Stored records
>>>>>

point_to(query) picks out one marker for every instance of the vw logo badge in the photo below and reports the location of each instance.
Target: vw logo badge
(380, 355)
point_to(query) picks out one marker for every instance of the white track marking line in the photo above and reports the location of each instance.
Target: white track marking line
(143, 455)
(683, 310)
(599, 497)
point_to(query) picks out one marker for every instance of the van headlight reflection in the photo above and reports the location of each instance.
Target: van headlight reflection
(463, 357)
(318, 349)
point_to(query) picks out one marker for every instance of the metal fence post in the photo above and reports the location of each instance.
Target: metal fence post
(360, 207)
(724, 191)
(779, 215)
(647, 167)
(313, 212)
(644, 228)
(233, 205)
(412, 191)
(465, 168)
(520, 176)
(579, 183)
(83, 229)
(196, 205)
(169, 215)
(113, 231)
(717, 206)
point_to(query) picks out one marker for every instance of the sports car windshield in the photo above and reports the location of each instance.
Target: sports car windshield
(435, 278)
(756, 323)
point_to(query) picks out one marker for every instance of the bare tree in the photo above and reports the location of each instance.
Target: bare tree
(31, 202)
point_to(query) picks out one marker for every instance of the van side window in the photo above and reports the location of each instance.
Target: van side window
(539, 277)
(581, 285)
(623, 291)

<<<<<

Work order: Exactly as they appear above, give the entries again.

Answer box:
point_to(query) picks out one marker for every instance of the vw logo badge in the photo below and reports the location of each instance.
Target: vw logo badge
(380, 355)
point_to(query) picks out one marker for every instance of the white track marking line in the photo above and reports the location of each instance.
Target: white track marking line
(143, 455)
(683, 310)
(599, 497)
point_to(query) picks out one marker for every instance of the van headlight reflection in the photo above and reports the location of each instance.
Target: van headlight reflection
(463, 357)
(318, 349)
point_to(query) picks out one marker for every instance of the metal fence post in the photo above and reports the location of each instance.
Target: metal fence post
(360, 207)
(724, 191)
(779, 215)
(647, 167)
(313, 212)
(644, 228)
(233, 205)
(412, 191)
(465, 168)
(520, 176)
(579, 183)
(83, 229)
(196, 205)
(169, 215)
(113, 231)
(717, 206)
point_to(query) picks out one marker for every instance of the sports car windshield in the photo above and reports the location of each instance.
Target: sports car windshield
(435, 278)
(756, 323)
point_to(query) picks out one marker for every instance of the bare tree in the photo above and reports the location of each instance.
Target: bare tree
(31, 202)
point_to(query) picks out one marker for every instance of the van side window in the photo above and reports the location of each instance.
Target: van side window
(539, 277)
(581, 285)
(623, 291)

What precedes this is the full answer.